STATED EXERCISE: Pull out each line in the listing below that contains the word "headland". Copy those lines unchanged, keeping them in their original order.

DATA:
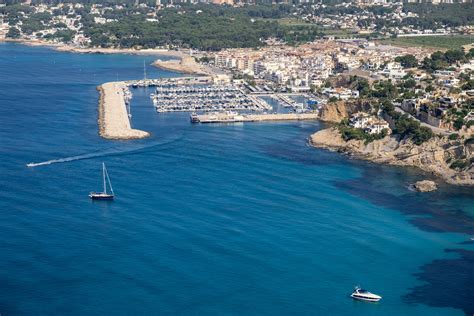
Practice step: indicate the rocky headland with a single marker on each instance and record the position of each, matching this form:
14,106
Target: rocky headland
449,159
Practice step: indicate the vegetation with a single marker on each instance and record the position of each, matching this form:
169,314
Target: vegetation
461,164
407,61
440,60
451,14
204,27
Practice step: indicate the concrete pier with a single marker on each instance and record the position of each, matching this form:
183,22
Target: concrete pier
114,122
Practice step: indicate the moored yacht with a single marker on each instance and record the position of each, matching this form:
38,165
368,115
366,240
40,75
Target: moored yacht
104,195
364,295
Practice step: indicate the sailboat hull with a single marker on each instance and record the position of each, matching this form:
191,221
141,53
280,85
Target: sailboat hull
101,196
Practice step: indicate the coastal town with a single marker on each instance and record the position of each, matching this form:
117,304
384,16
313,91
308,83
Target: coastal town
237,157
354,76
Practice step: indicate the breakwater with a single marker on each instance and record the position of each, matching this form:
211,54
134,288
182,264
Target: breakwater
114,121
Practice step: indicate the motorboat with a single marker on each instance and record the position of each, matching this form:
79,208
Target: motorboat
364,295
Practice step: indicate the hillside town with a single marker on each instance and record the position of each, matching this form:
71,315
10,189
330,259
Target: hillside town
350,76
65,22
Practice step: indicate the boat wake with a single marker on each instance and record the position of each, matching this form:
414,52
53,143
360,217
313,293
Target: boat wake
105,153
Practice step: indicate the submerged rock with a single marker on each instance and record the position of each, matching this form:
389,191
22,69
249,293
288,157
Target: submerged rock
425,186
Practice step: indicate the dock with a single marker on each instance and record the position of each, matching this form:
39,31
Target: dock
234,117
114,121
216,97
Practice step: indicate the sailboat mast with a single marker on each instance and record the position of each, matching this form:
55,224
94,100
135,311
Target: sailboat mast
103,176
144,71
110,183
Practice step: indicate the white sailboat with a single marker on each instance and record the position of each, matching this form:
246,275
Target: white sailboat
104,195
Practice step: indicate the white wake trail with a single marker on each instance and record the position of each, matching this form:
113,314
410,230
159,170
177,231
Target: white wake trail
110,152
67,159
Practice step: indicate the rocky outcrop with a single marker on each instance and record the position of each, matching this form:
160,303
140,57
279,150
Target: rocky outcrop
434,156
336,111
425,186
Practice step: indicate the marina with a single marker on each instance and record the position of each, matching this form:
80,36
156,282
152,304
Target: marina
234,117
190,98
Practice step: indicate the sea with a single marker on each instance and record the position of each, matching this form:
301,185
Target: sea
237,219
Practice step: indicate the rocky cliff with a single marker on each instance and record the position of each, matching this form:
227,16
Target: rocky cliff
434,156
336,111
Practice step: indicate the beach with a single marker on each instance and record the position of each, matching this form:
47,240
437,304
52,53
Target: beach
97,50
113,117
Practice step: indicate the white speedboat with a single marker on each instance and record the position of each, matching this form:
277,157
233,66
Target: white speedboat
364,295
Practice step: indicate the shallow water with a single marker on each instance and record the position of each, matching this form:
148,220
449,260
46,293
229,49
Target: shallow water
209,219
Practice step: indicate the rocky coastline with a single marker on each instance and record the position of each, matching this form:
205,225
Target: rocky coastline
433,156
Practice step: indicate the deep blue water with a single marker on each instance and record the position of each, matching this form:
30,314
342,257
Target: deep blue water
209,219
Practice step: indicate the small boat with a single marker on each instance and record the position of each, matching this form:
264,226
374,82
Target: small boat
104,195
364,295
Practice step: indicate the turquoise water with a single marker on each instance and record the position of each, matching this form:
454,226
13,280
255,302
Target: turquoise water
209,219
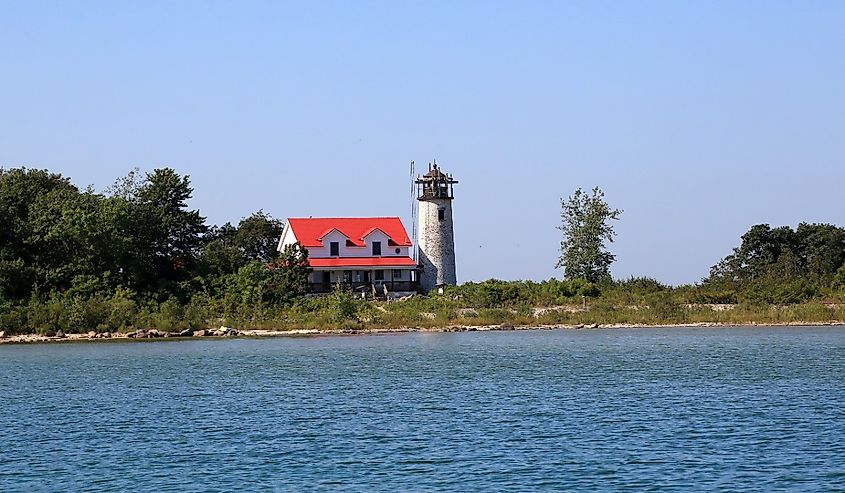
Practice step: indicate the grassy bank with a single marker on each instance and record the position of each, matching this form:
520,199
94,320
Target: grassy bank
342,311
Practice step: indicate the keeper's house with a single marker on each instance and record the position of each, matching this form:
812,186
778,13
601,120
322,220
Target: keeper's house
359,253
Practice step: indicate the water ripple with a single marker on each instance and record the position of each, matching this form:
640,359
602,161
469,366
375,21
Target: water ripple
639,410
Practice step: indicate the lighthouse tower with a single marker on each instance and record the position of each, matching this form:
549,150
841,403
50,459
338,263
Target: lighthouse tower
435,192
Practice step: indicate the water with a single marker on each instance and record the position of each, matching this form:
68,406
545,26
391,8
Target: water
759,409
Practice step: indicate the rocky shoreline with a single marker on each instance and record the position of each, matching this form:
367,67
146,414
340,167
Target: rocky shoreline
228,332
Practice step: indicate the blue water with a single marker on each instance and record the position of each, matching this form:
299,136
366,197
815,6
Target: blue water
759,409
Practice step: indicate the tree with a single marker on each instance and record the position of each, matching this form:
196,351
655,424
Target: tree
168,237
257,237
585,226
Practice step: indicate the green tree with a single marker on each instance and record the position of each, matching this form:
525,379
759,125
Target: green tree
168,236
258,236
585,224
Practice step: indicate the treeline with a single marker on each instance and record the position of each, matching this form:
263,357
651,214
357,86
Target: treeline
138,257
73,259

--

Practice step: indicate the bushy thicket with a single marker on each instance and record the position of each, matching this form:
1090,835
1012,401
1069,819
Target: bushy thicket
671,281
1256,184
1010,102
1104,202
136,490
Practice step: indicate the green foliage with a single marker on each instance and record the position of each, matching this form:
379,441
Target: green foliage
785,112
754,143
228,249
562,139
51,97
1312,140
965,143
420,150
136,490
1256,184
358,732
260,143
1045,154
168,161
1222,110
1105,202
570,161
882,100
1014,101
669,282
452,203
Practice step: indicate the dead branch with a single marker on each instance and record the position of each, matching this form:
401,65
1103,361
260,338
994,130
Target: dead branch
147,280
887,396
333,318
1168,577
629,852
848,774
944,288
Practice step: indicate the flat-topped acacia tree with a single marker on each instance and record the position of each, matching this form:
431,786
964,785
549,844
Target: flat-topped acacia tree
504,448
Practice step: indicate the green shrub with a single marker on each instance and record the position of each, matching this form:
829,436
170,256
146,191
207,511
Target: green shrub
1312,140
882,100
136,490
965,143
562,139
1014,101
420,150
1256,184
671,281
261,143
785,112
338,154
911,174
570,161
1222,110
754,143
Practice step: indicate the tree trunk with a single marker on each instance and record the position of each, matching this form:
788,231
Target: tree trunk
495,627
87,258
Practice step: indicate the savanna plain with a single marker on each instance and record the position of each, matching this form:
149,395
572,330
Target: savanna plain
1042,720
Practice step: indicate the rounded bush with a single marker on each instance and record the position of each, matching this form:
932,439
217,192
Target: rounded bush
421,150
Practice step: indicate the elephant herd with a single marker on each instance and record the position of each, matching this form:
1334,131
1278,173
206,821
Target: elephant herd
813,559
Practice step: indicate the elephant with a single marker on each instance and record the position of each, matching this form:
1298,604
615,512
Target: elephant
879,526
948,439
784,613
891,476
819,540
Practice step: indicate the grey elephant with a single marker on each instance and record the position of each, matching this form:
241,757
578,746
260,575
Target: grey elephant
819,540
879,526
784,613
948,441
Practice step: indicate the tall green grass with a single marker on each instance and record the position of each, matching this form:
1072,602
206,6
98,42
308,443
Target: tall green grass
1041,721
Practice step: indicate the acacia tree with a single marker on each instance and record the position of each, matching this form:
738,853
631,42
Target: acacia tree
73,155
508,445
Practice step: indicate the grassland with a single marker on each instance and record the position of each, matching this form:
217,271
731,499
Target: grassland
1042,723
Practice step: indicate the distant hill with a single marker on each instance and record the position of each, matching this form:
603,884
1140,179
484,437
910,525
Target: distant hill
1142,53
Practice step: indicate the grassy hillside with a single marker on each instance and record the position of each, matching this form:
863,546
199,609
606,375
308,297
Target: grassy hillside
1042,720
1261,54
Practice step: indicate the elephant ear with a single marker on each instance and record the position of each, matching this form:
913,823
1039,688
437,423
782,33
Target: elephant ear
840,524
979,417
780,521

PROBLEM SOLUTION:
Practice step: indicate the rocky headland with a single marker on each instance and record the position of each, matching this form:
Target: rocky headland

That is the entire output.